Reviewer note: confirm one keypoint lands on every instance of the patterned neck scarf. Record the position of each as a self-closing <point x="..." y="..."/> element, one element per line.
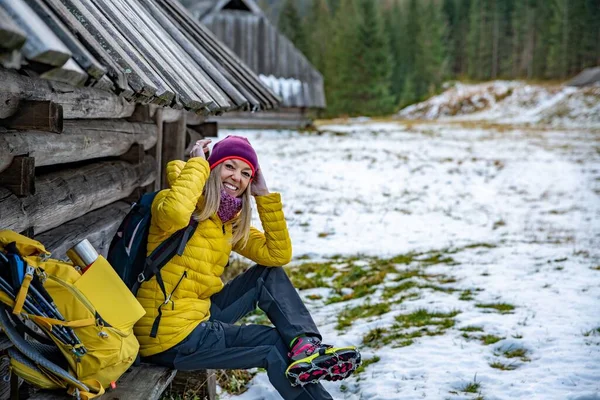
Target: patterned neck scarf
<point x="229" y="207"/>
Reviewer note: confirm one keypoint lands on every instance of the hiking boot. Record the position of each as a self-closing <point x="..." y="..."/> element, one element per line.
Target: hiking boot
<point x="313" y="361"/>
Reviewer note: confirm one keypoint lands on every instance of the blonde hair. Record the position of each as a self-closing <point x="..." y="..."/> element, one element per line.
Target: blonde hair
<point x="210" y="205"/>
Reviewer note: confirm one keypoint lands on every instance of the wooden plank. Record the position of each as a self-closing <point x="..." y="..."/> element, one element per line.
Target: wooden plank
<point x="159" y="49"/>
<point x="80" y="54"/>
<point x="134" y="155"/>
<point x="244" y="79"/>
<point x="203" y="383"/>
<point x="195" y="53"/>
<point x="19" y="177"/>
<point x="80" y="140"/>
<point x="98" y="226"/>
<point x="158" y="148"/>
<point x="63" y="195"/>
<point x="45" y="116"/>
<point x="146" y="382"/>
<point x="207" y="129"/>
<point x="141" y="76"/>
<point x="70" y="73"/>
<point x="76" y="102"/>
<point x="42" y="45"/>
<point x="11" y="36"/>
<point x="90" y="41"/>
<point x="174" y="135"/>
<point x="104" y="44"/>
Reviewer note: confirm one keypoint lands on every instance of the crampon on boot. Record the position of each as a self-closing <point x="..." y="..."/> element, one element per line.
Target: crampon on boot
<point x="313" y="361"/>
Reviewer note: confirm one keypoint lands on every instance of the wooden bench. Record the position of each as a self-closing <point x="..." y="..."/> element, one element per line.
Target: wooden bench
<point x="143" y="382"/>
<point x="148" y="382"/>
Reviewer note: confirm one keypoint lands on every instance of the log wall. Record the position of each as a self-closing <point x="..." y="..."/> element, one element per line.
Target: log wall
<point x="72" y="160"/>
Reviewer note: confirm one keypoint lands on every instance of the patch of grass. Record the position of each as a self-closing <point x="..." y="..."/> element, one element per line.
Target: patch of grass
<point x="234" y="381"/>
<point x="490" y="339"/>
<point x="466" y="295"/>
<point x="411" y="273"/>
<point x="366" y="363"/>
<point x="502" y="366"/>
<point x="520" y="353"/>
<point x="502" y="308"/>
<point x="391" y="291"/>
<point x="311" y="275"/>
<point x="438" y="288"/>
<point x="396" y="338"/>
<point x="592" y="332"/>
<point x="422" y="317"/>
<point x="471" y="387"/>
<point x="437" y="258"/>
<point x="257" y="316"/>
<point x="349" y="315"/>
<point x="471" y="328"/>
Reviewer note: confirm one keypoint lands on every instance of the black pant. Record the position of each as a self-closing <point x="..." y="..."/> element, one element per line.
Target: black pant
<point x="218" y="343"/>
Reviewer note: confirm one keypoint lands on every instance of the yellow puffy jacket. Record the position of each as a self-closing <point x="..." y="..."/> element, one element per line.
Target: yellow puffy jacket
<point x="196" y="275"/>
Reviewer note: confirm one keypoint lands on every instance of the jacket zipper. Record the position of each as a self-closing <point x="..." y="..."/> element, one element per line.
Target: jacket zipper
<point x="168" y="299"/>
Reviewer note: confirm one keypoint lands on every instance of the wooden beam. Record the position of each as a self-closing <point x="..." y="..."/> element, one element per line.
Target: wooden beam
<point x="174" y="135"/>
<point x="80" y="53"/>
<point x="67" y="194"/>
<point x="207" y="129"/>
<point x="203" y="383"/>
<point x="142" y="113"/>
<point x="146" y="382"/>
<point x="11" y="36"/>
<point x="98" y="226"/>
<point x="80" y="140"/>
<point x="42" y="45"/>
<point x="76" y="102"/>
<point x="158" y="116"/>
<point x="45" y="116"/>
<point x="19" y="177"/>
<point x="134" y="155"/>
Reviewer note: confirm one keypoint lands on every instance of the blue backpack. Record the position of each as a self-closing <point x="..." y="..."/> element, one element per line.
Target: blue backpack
<point x="128" y="248"/>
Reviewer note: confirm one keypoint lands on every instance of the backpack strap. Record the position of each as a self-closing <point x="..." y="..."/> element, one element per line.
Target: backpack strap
<point x="175" y="244"/>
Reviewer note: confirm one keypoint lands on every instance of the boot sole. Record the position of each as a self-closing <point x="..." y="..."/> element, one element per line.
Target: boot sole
<point x="335" y="364"/>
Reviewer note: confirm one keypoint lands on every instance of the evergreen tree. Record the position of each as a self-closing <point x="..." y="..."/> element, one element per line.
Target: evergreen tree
<point x="558" y="64"/>
<point x="411" y="28"/>
<point x="450" y="9"/>
<point x="342" y="78"/>
<point x="289" y="25"/>
<point x="318" y="32"/>
<point x="393" y="27"/>
<point x="430" y="65"/>
<point x="463" y="10"/>
<point x="374" y="63"/>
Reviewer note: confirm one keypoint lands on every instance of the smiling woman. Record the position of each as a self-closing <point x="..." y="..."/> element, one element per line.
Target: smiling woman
<point x="193" y="325"/>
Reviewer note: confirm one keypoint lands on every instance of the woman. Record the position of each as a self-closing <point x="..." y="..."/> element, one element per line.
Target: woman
<point x="193" y="327"/>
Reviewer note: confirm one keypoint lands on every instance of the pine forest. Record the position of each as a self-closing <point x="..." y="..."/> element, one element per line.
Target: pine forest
<point x="378" y="56"/>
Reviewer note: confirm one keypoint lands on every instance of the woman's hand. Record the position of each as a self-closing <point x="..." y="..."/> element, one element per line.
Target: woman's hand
<point x="200" y="149"/>
<point x="259" y="185"/>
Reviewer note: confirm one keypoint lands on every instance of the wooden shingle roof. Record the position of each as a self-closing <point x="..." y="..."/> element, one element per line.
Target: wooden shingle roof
<point x="148" y="51"/>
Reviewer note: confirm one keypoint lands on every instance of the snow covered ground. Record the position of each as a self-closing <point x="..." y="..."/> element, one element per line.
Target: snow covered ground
<point x="517" y="211"/>
<point x="511" y="102"/>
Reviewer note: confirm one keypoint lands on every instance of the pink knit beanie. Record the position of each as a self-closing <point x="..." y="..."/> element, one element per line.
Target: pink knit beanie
<point x="234" y="147"/>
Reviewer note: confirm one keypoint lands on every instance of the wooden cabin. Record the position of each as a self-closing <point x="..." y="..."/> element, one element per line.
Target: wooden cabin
<point x="244" y="28"/>
<point x="96" y="96"/>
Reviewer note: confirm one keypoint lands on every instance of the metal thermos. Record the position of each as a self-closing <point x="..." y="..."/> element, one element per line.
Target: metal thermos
<point x="83" y="254"/>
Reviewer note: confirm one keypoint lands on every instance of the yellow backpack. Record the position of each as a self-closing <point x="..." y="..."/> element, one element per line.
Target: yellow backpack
<point x="94" y="328"/>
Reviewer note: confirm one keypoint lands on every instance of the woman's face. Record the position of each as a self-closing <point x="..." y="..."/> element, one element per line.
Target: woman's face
<point x="235" y="176"/>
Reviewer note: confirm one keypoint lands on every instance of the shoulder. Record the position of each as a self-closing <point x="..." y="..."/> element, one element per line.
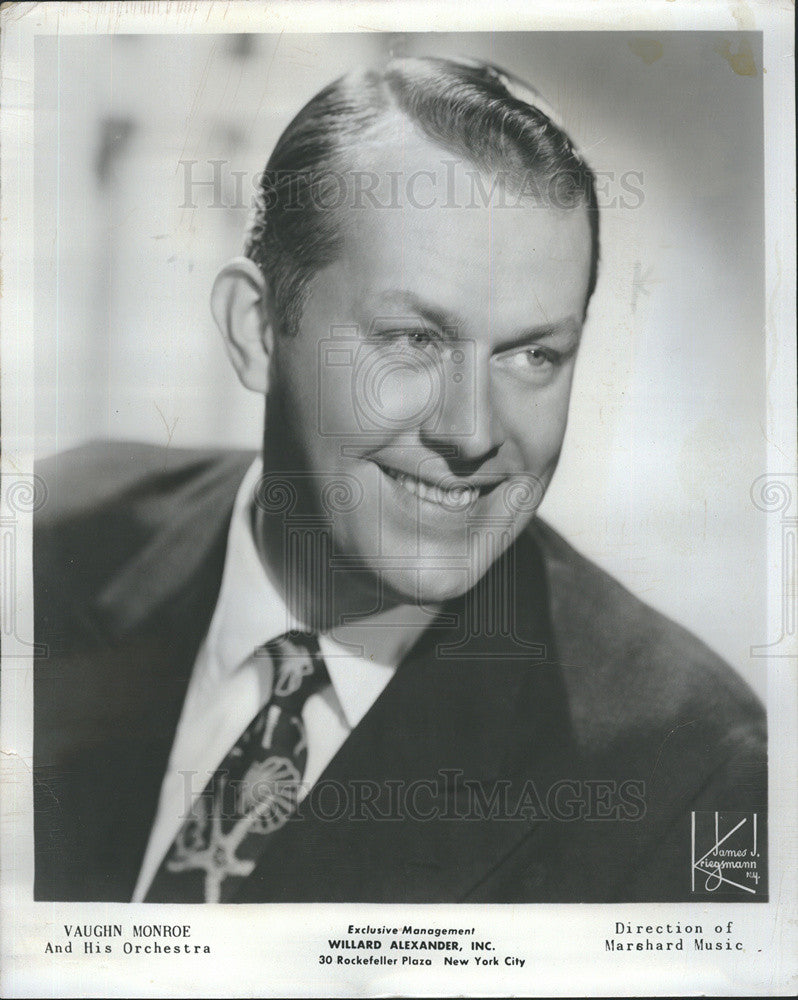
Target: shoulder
<point x="99" y="477"/>
<point x="106" y="504"/>
<point x="630" y="669"/>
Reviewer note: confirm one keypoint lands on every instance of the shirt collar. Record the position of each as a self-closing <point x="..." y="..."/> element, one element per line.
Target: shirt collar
<point x="250" y="611"/>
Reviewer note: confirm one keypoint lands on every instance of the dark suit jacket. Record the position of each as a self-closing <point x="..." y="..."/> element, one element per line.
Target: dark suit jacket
<point x="557" y="760"/>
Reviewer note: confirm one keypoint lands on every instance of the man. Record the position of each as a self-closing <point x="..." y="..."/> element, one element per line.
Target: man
<point x="358" y="667"/>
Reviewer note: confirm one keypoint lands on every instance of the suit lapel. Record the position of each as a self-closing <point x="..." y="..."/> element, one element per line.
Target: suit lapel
<point x="123" y="688"/>
<point x="402" y="813"/>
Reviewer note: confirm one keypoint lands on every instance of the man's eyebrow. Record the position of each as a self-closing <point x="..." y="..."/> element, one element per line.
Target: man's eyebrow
<point x="571" y="327"/>
<point x="436" y="315"/>
<point x="447" y="320"/>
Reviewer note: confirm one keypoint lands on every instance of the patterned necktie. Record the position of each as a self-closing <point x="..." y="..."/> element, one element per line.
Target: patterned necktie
<point x="254" y="790"/>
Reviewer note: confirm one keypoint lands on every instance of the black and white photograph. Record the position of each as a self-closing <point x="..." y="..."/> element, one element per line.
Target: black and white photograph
<point x="399" y="502"/>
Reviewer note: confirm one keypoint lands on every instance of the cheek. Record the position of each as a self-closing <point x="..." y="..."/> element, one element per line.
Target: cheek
<point x="536" y="422"/>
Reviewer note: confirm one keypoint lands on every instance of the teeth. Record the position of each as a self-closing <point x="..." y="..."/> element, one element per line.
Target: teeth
<point x="458" y="498"/>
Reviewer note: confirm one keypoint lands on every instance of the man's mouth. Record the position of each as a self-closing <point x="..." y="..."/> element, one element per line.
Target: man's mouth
<point x="449" y="493"/>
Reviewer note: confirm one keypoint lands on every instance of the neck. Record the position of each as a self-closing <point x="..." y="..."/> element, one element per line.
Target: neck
<point x="354" y="608"/>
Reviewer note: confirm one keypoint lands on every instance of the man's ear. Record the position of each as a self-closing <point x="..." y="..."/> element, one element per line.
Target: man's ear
<point x="241" y="306"/>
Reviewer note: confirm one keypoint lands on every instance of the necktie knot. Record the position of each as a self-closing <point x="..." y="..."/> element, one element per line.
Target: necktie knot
<point x="255" y="789"/>
<point x="299" y="669"/>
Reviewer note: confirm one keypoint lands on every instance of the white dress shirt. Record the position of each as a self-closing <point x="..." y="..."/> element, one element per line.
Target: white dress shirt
<point x="229" y="685"/>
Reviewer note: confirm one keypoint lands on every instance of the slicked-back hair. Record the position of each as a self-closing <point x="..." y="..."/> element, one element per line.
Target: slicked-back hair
<point x="472" y="109"/>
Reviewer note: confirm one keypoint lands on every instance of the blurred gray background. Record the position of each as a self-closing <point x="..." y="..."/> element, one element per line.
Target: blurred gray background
<point x="667" y="425"/>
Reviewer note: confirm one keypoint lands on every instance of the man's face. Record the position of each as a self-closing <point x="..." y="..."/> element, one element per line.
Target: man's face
<point x="431" y="373"/>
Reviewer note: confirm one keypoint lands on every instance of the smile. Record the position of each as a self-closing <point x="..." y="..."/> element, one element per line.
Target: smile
<point x="454" y="497"/>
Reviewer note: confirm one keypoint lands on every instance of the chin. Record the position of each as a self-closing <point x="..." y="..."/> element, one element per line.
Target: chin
<point x="429" y="585"/>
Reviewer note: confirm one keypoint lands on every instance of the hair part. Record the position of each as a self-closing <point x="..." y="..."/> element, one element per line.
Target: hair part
<point x="472" y="109"/>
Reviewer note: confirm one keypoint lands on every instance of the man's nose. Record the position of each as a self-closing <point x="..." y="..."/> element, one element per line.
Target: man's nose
<point x="467" y="417"/>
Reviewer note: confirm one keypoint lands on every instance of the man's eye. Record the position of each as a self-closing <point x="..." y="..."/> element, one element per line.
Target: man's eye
<point x="416" y="337"/>
<point x="531" y="358"/>
<point x="532" y="363"/>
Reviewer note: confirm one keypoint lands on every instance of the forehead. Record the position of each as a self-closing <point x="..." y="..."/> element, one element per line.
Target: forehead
<point x="458" y="237"/>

_ _ _ _ _

**Esercizio scritto:** Per favore, disponi in una tabella Markdown il tratto che va dalla riga contenente "of the forehead." fino all'ultima delle righe, estremi inclusi, tralasciando quelle vuote. Usa le colonne Nr, con un numero progressivo, e Testo, con il contenuto della riga.

**Risultato finale:**
| Nr | Testo |
|---|---|
| 1 | Reviewer note: confirm one keypoint lands on every instance of the forehead. Record the position of each as a self-closing <point x="..." y="..."/> element, one element per line. |
| 2 | Target: forehead |
| 3 | <point x="458" y="237"/> |